▸ SHORT TASK
Translate this sentence from the FERC passage into Spanish: "In the meantime, petitioners sought rehearing of FERC's order, which the Commission denied."

▸ PASSAGE SHOWN
(begin)

FERC affirmed the ALJ's choice of the proxy group and her use of the midpoint. Speaking to the latter, the Commission noted that its electrical industry precedents — unlike its oil and gas cases — had relied on the midpoint as a measure of central tendency. The Commission, however, also decided sua sponte to increase the final return by 50 basis points, to 12.88 percent, as an incentive for companies to join a regional transmission organization. MISO Order Affirming Initial Decision, 100 FERC ¶ 61,292, 62,313-15, 2002 WL 31986513 (2002). FERC explained that it "will be clarifying [this] incentive rate policy in the near future." Id. at 62,315. Several months later, the Commission indeed issued a proposal to give "any entity that transfers operational control of transmission facilities to a Commission-approved RTO ... an incentive adder of 50 basis points on its ROE for all such facilities transferred." Proposed Pricing Policy for Efficient Operation and Expansion of Transmission Grid, 102 FERC ¶ 61,032, 61,065, 2003 WL 245747 (2003).

In the meantime, petitioners sought rehearing of FERC's order, which the Commission denied. Besides affirming its earlier findings, FERC rejected petitioners' contention that they had not been given sufficient notice of the possibility of an incentive-based adder. FERC explained that petitioners should have been aware of the possibility of such an adder, given the Commission's statutory power to amend proposals to ensure just and reasonable rates. FERC also noted that the final value of 12.88 percent was less than the 13 percent initially requested by MISO, and thus presumably within the range of petitioners' expectations at the outset of the proceedings. See MISO Order Denying Rehearing, 102 FERC ¶ 61,143, 61,395, 2003 WL 257395 (2003).

(end)

▸ PROVIDED DATA
(begin)

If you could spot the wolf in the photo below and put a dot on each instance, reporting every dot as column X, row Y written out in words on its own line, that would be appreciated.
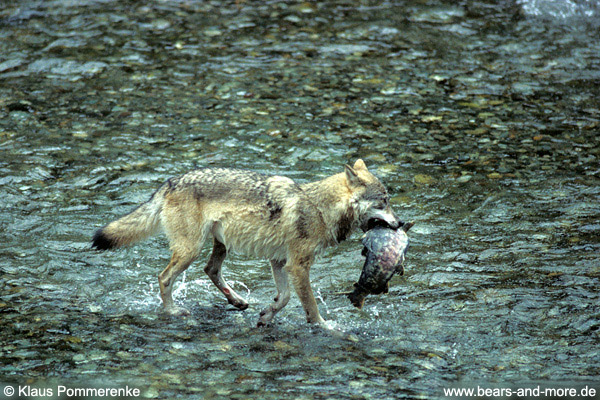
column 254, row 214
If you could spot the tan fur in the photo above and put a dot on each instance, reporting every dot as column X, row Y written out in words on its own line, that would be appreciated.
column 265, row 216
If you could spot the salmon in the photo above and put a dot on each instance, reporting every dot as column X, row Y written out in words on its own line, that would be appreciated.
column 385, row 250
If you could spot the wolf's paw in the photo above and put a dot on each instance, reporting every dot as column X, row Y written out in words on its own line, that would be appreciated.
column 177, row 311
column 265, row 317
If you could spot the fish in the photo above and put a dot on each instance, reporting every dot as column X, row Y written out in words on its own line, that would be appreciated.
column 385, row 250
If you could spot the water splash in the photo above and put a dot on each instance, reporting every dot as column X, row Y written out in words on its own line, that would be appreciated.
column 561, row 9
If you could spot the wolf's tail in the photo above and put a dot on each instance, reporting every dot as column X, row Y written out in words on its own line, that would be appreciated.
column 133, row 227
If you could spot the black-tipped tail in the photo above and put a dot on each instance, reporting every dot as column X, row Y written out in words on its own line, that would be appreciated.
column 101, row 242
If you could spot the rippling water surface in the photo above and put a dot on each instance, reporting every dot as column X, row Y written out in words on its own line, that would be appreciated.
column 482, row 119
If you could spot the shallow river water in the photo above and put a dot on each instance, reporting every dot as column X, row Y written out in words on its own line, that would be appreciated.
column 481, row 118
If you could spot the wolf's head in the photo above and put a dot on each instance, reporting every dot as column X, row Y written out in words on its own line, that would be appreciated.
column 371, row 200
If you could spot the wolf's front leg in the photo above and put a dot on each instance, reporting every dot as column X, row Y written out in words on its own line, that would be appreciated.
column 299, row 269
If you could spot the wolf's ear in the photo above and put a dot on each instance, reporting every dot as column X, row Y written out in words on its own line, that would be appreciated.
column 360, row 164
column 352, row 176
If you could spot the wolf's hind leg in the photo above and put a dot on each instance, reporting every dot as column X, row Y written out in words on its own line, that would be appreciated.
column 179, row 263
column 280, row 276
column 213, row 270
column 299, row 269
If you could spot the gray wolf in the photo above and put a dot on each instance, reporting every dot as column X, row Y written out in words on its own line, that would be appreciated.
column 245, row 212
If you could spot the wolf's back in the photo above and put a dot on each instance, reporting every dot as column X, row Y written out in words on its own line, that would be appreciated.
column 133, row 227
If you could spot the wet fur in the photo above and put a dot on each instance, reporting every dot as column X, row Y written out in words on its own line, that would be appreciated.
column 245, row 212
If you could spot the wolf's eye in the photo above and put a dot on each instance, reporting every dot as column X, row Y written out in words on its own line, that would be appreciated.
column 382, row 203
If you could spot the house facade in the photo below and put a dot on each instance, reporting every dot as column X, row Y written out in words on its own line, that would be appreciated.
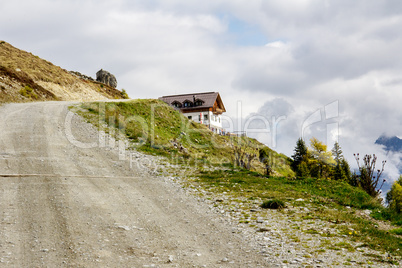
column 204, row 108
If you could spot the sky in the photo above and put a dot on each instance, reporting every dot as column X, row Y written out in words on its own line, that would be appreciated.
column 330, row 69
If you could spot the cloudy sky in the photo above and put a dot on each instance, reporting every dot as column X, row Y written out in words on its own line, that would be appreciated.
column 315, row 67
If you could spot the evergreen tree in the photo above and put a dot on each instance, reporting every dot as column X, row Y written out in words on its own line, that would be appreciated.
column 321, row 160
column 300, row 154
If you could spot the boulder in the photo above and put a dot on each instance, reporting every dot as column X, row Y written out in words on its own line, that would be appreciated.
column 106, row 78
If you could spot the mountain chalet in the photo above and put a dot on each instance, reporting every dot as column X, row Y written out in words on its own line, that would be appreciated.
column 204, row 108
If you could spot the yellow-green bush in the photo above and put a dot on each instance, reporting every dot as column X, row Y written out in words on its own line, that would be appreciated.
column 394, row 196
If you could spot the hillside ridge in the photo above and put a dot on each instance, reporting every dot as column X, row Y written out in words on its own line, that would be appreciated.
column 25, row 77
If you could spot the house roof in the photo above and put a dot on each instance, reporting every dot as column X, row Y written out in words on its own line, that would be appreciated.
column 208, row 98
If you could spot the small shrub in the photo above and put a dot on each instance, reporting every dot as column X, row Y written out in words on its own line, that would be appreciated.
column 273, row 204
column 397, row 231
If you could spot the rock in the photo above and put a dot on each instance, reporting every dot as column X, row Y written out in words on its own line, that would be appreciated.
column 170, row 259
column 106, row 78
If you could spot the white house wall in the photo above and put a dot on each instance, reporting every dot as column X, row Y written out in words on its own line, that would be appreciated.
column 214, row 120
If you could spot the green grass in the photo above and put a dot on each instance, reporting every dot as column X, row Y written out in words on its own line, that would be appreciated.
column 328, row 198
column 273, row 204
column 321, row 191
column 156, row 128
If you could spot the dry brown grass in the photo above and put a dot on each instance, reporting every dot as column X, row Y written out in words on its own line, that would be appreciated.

(end)
(begin)

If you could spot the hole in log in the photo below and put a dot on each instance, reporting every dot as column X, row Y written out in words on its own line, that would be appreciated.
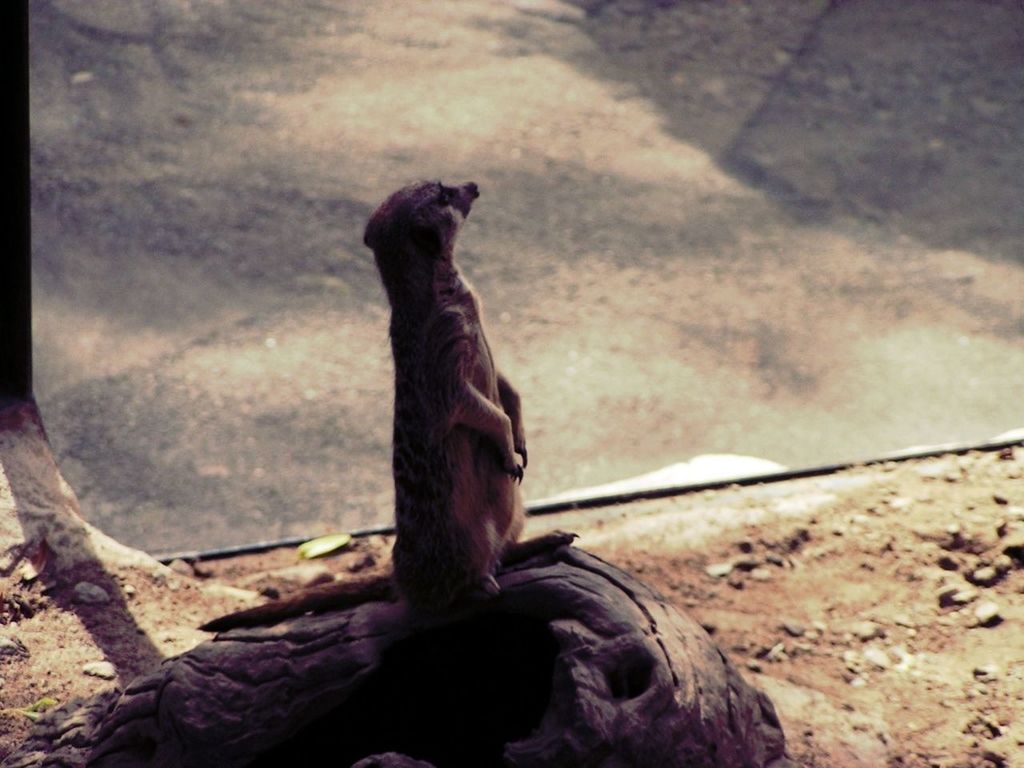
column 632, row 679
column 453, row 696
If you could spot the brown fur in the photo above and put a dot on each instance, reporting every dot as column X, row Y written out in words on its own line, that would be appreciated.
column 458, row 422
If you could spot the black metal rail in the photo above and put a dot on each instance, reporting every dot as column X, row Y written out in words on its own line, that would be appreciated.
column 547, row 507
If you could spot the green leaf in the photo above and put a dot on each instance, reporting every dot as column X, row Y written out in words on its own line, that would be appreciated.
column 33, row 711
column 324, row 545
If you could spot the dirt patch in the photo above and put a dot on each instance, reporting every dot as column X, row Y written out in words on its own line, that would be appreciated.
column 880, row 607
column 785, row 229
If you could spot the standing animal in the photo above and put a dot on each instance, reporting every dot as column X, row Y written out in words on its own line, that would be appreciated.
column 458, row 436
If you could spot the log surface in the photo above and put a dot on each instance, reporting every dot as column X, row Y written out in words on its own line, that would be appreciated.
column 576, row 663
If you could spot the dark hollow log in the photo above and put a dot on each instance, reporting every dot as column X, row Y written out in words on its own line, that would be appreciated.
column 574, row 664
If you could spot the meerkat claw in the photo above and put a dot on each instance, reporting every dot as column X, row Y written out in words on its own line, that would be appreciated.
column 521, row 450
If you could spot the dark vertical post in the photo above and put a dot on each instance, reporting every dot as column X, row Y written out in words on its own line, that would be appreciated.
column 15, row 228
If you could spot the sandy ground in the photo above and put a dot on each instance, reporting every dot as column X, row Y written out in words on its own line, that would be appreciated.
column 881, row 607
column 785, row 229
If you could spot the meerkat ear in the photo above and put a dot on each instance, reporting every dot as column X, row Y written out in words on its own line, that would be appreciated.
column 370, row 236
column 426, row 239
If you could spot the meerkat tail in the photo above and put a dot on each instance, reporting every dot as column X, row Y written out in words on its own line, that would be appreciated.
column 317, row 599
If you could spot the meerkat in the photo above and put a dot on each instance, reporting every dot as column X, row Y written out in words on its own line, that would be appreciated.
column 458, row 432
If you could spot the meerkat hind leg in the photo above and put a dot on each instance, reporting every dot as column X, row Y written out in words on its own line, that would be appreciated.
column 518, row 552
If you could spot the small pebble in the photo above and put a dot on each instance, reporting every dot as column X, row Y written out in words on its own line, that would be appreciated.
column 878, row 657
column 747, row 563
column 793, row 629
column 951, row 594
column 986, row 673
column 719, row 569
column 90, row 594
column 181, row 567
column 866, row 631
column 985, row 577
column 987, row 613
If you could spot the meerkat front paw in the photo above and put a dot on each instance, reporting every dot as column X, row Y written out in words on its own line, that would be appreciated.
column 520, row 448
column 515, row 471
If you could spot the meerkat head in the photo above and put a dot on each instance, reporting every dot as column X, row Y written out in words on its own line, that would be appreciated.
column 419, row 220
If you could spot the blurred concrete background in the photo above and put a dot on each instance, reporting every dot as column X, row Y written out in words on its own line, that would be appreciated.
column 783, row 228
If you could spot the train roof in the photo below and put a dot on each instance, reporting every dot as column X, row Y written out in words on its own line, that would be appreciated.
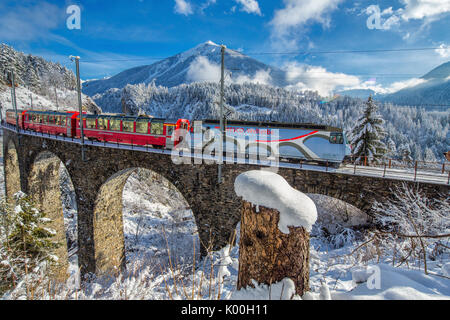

(end)

▸ ANSWER FOR THE TASK
Mientras tanto, los peticionarios solicitaron la reconsideración de la orden de la FERC, que la Comisión denegó.